◆ **SHORT EXERCISE**: Copy, word for word, the stretch of the research data guidance from "- Input data" through "want to keep.".
-- Start SELECTED PASSAGE --
Archival and publication of research data
Excerpt from "Guidelines on Digital Research Data at TU Darmstadt"
"Research data must be archived to the extent and for the periods specified in the Guidelines for Safeguarding Good Scientific Practice (usually at least ten years). As a rule, this archiving should take place in a recognized discipline-specific research data repository or in the institutional repository of TUDa (TUdatalib). If there are reasons why archiving at the above-mentioned locations is not possible, an archiving solution should be chosen that ensures a similar level of long-term integrity preservation, accessibility and findability of the data. If the data volume of the research data to be stored is too high for complete archiving, a selection will be made according to the aspects of traceability, reproducibility and reusability." (Guideline 3)
"In order to ensure the traceability and reproducibility of research results, research data should be published at an appropriate time and to an appropriate extent, unless other regulations (e.g. contracts in commissioned research or data protection law) or a planned commercial exploitation prevent this. In order to ensure their reusability and in accordance with the Open Access Policy of the TU Darmstadt, published research data should be assigned as open a license as possible." (Guideline 4)
Appraisal
Your decision what research data to preserve depends on factors like storage costs, but also on the goal you want to pursue: Shall the data archival only ensure the integrity of your research, or shall the data also be available for future reuse? In general, we advise that you retain data that belongs to one of the following categories:
- Raw data: You should always try to preserve this data. If personal data is part of your research make sure it is properly anonymized beforehand.
- Accompanying data: to recreate and verify your research process. If your original data can thus be easily and reliably restored, you should think about keeping only the input data, especially in the case of large, storage-intensive results such as numerical simulations.
- Settings (e.g. calibrations, instrument settings, etc.)
- Input data
- Templates of questionnaires, interview topic guides
- Software and code
- Final outputs: You should retain the data on which your research results are based, and the data that could be used as the basis for future research. Retention of the final outputs is also important for research integrity and validation of findings.
- Third-party data: If you used third-party data in your research, you should store them with your own results. If legal reasons, e.g. licenses or contracts, prevent this, their use during your research should be documented in detail to be able to reproduce your findings.
- Documentation: You should provide a comprehensive description of your data, including comments on used software (e.g. versions) and conversion between file formats.
The Data Curation Centre provides a comprehensive guide to help you decide what data you want to keep.
Decision to publish
The following flow chart helps you to decide when a publication is advisable and what should be considered beforehand:
![]() |
---|
Decision tree for publication of research data, German version |
Some obligations like the patenting process result only in a temporary embargo period after which a publication of these data is possible.
-- End SELECTED PASSAGE --
-- Start STORED DATA --
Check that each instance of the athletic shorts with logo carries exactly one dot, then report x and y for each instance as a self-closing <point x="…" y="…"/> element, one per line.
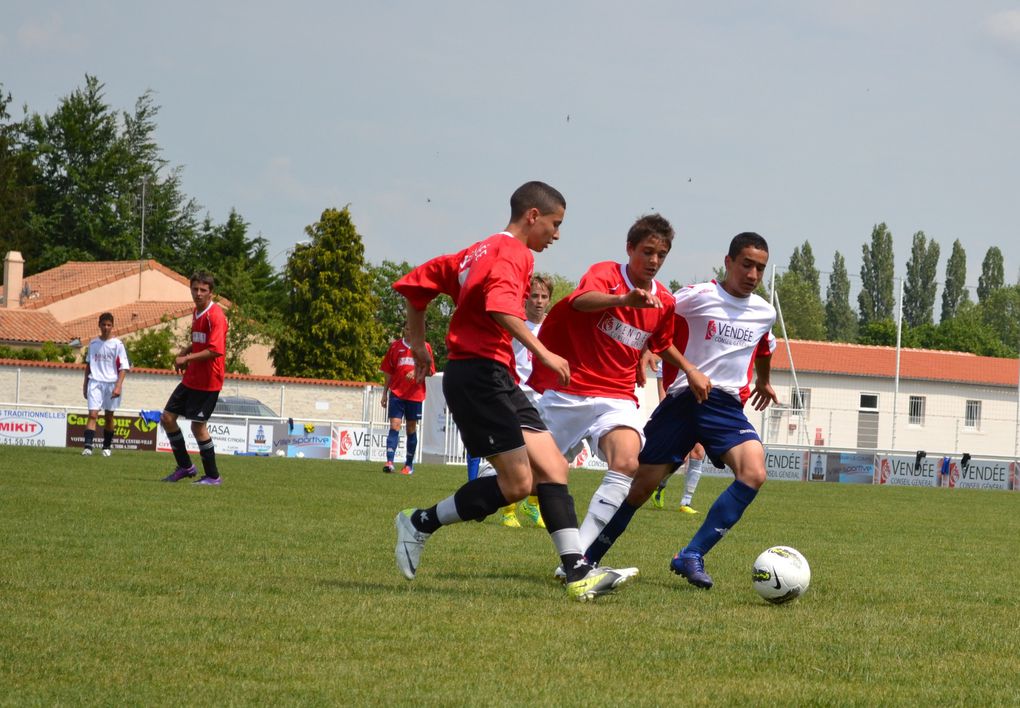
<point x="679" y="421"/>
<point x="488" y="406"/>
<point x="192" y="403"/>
-- End STORED DATA --
◆ **EXERCISE RESULT**:
- Input data
- Templates of questionnaires, interview topic guides
- Software and code
- Final outputs: You should retain the data on which your research results are based, and the data that could be used as the basis for future research. Retention of the final outputs is also important for research integrity and validation of findings.
- Third-party data: If you used third-party data in your research, you should store them with your own results. If legal reasons, e.g. licenses or contracts, prevent this, their use during your research should be documented in detail to be able to reproduce your findings.
- Documentation: You should provide a comprehensive description of your data, including comments on used software (e.g. versions) and conversion between file formats.
The Data Curation Centre provides a comprehensive guide to help you decide what data you want to keep.